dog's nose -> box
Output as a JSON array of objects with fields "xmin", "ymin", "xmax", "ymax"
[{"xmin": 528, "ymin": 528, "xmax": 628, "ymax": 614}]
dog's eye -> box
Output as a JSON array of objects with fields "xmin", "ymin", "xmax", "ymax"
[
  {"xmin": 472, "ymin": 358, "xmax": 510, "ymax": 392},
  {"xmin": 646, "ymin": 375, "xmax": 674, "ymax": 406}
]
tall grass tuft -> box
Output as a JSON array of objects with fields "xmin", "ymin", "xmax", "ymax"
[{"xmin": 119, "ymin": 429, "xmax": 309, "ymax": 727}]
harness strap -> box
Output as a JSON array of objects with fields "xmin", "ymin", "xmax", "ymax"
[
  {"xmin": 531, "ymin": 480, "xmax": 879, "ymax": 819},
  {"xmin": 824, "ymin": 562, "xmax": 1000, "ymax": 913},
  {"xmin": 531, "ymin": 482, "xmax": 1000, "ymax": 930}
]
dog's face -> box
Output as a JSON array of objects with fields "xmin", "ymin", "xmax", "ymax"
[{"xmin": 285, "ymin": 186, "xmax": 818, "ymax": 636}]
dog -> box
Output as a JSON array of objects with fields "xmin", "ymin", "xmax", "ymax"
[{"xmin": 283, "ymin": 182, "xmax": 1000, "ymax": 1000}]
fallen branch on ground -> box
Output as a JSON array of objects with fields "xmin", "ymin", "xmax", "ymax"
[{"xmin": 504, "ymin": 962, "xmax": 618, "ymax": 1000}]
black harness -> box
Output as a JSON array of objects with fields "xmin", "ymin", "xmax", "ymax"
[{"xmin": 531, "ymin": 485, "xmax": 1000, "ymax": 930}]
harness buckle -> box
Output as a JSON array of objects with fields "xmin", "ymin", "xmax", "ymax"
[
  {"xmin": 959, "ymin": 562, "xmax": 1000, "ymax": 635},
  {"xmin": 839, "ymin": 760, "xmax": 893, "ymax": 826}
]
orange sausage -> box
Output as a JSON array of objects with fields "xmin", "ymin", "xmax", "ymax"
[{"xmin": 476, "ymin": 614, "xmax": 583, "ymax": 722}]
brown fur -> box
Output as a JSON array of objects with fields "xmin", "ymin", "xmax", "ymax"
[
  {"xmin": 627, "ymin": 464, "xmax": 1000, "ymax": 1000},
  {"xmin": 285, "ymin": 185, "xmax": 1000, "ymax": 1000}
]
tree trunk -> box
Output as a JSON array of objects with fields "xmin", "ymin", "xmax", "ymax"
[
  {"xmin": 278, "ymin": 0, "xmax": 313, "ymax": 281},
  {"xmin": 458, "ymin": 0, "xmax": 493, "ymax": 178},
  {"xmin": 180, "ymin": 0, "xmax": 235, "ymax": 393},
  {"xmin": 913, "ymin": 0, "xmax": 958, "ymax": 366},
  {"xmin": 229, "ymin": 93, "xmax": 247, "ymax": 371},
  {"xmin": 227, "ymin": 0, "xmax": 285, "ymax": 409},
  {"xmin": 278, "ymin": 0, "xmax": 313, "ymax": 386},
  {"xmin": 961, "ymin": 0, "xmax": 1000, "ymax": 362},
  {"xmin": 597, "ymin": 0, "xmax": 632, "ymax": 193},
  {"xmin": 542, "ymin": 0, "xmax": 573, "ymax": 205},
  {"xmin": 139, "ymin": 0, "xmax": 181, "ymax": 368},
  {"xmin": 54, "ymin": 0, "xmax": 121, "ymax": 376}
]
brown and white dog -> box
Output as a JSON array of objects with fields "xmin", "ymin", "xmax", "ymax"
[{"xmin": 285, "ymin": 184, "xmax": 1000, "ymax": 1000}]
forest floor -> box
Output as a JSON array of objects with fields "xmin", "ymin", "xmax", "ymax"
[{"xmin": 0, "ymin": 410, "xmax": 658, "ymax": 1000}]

WHAT YOU ARE ASKED TO DO:
Revise the data above by replacing every occurrence of "harness" with "collar", leaving everything else unchanged.

ANSWER TO THIS PROBLEM:
dog's nose -> box
Output as a JSON array of objects with fields "xmin", "ymin", "xmax", "ymax"
[{"xmin": 528, "ymin": 528, "xmax": 628, "ymax": 614}]
dog's eye -> box
Output as a JSON array of objects with fields "xmin", "ymin", "xmax", "ymax"
[
  {"xmin": 472, "ymin": 358, "xmax": 510, "ymax": 392},
  {"xmin": 646, "ymin": 375, "xmax": 674, "ymax": 406}
]
tall grass tuft -> box
Output as a JSON array of objects with fields "xmin", "ymin", "xmax", "ymax"
[{"xmin": 119, "ymin": 429, "xmax": 309, "ymax": 727}]
collar strap -> box
Output as a JSON array of objects with fields "xmin", "ymin", "xmax", "ymax"
[
  {"xmin": 531, "ymin": 480, "xmax": 879, "ymax": 819},
  {"xmin": 824, "ymin": 562, "xmax": 1000, "ymax": 913},
  {"xmin": 531, "ymin": 482, "xmax": 1000, "ymax": 930}
]
dog's face -> box
Output as a JSON array of objects with fields "xmin", "ymin", "xmax", "ymax"
[{"xmin": 285, "ymin": 186, "xmax": 818, "ymax": 636}]
dog -> box
Output as a JSON array of objects with fields "xmin", "ymin", "xmax", "ymax"
[{"xmin": 283, "ymin": 182, "xmax": 1000, "ymax": 1000}]
fallen branch on ground -> box
Output as a JSON array of objects with fields "xmin", "ymin", "xmax", "ymax"
[{"xmin": 504, "ymin": 962, "xmax": 618, "ymax": 1000}]
black collar -> box
Output as a JSON array of objects with fields "xmin", "ymin", "xmax", "ymax"
[{"xmin": 531, "ymin": 485, "xmax": 1000, "ymax": 930}]
collar buckle -> box
Output as a JSON array of objects with fields "xmin", "ymin", "xmax", "ymax"
[
  {"xmin": 959, "ymin": 562, "xmax": 1000, "ymax": 635},
  {"xmin": 839, "ymin": 760, "xmax": 893, "ymax": 826}
]
orange sausage -> box
Output as a JSON array of objects with fields "xmin", "ymin", "xmax", "ymax"
[{"xmin": 476, "ymin": 614, "xmax": 583, "ymax": 722}]
brown fur -> box
Output as a JSON array of objects with fields "xmin", "ymin", "xmax", "ymax"
[
  {"xmin": 627, "ymin": 464, "xmax": 1000, "ymax": 1000},
  {"xmin": 285, "ymin": 185, "xmax": 1000, "ymax": 1000}
]
tree trunk -> box
Output as a JSON array of objects with fields "xmin", "ymin", "xmax", "ymax"
[
  {"xmin": 278, "ymin": 0, "xmax": 313, "ymax": 281},
  {"xmin": 458, "ymin": 0, "xmax": 493, "ymax": 178},
  {"xmin": 180, "ymin": 0, "xmax": 235, "ymax": 393},
  {"xmin": 913, "ymin": 0, "xmax": 958, "ymax": 366},
  {"xmin": 229, "ymin": 93, "xmax": 247, "ymax": 371},
  {"xmin": 227, "ymin": 0, "xmax": 285, "ymax": 409},
  {"xmin": 278, "ymin": 0, "xmax": 313, "ymax": 386},
  {"xmin": 961, "ymin": 0, "xmax": 1000, "ymax": 362},
  {"xmin": 597, "ymin": 0, "xmax": 632, "ymax": 193},
  {"xmin": 542, "ymin": 0, "xmax": 573, "ymax": 205},
  {"xmin": 139, "ymin": 0, "xmax": 181, "ymax": 368},
  {"xmin": 54, "ymin": 0, "xmax": 121, "ymax": 376}
]
brown and white dog -> box
Output as a JSON array of objects with fields "xmin", "ymin", "xmax", "ymax"
[{"xmin": 285, "ymin": 184, "xmax": 1000, "ymax": 1000}]
forest floor -> box
Output as a JSON array of objects with fields "xmin", "ymin", "xmax", "ymax"
[{"xmin": 0, "ymin": 410, "xmax": 658, "ymax": 1000}]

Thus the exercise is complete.